* Short exercise: Copy all the records below word for word, leaving out the pictures.

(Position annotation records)
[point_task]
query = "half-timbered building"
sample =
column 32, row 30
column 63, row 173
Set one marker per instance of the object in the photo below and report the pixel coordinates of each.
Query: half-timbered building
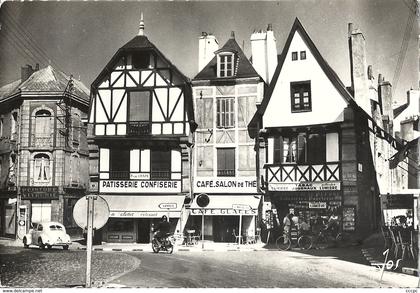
column 141, row 120
column 225, row 91
column 326, row 145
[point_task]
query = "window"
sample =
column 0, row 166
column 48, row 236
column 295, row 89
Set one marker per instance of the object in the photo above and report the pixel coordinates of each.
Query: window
column 76, row 127
column 225, row 162
column 225, row 112
column 141, row 60
column 301, row 148
column 160, row 164
column 139, row 106
column 43, row 128
column 120, row 164
column 301, row 96
column 226, row 65
column 42, row 168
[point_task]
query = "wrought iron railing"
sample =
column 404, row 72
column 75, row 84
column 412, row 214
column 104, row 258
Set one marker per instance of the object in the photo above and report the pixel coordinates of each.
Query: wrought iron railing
column 136, row 128
column 303, row 173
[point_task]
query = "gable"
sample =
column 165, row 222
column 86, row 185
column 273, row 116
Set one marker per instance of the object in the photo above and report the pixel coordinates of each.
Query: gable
column 327, row 103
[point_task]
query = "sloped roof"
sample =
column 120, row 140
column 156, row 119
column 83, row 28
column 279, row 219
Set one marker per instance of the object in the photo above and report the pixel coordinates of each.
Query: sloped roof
column 332, row 76
column 44, row 80
column 243, row 68
column 135, row 44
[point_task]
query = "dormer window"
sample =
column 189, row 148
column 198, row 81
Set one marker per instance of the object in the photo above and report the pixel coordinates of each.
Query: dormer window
column 225, row 64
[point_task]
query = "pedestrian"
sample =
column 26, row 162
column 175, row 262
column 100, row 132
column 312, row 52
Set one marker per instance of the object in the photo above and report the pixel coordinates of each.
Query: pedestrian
column 287, row 223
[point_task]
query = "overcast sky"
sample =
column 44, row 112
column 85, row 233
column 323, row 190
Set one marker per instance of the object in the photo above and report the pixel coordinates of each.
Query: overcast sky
column 81, row 37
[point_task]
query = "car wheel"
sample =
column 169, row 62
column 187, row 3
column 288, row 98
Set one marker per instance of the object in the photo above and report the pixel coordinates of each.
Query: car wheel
column 25, row 242
column 40, row 243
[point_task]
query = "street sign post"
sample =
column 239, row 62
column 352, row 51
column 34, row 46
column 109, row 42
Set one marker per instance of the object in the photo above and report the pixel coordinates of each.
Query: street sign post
column 203, row 200
column 91, row 212
column 240, row 207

* The solution:
[point_task]
query = "half-timbered building"
sample =
column 32, row 30
column 63, row 173
Set one marker per instance of the object in the photo below and report the pixel coordinates of each.
Query: half-timbered building
column 141, row 120
column 225, row 91
column 326, row 145
[point_task]
query = "window"
sample =
column 0, row 166
column 48, row 236
column 295, row 89
Set one marker per instance of the object in the photo above and report the pixel coordinates of each.
Query: window
column 76, row 127
column 225, row 162
column 225, row 112
column 141, row 60
column 301, row 148
column 160, row 164
column 139, row 106
column 43, row 128
column 120, row 164
column 301, row 96
column 226, row 65
column 42, row 168
[point_task]
query = "wrought iron railing"
sample =
column 404, row 72
column 75, row 84
column 412, row 214
column 104, row 258
Set one marker per instance of the object in the photo above and report the pixel coordinates of each.
Query: wrought iron railing
column 136, row 128
column 303, row 173
[point_task]
query = "gable"
sample =
column 165, row 222
column 86, row 185
column 273, row 116
Set one marker per instance of the object in the photo above and report the pixel coordinates of each.
Query: gable
column 327, row 103
[point_task]
query = "sloped roof"
sample =
column 120, row 140
column 156, row 119
column 83, row 28
column 279, row 219
Set one marker per instance of the object in the photo above and report the pixel coordinates of each.
Query: sloped roof
column 332, row 76
column 44, row 80
column 243, row 68
column 135, row 44
[point_task]
query = "dormer window"
sample =
column 189, row 148
column 198, row 81
Set one marker per instance of the object in the photo above and report the pixel coordinates of each.
Query: dormer window
column 225, row 64
[point_task]
query = "pedestrian"
sample =
column 26, row 162
column 175, row 262
column 100, row 132
column 312, row 52
Set one marker per instance of the object in the photo above and report the pixel coordinates of each.
Query: pedestrian
column 287, row 223
[point_task]
query = "overcast sky"
sample =
column 44, row 112
column 85, row 233
column 323, row 190
Set one marker per instance of the object in the photo above and report the pixel coordinates of each.
Query: overcast sky
column 81, row 37
[point_task]
query = "car wheel"
sample =
column 169, row 62
column 187, row 3
column 288, row 98
Set one marker per instance of the object in the photo above and report the pixel coordinates of each.
Query: car wheel
column 25, row 242
column 40, row 243
[point_task]
query = "street sign post"
sample =
column 239, row 62
column 352, row 51
column 34, row 46
column 109, row 42
Set one marker per instance of the object in the photo above and report the pixel coordinates of each.
Query: street sign post
column 203, row 200
column 91, row 212
column 240, row 207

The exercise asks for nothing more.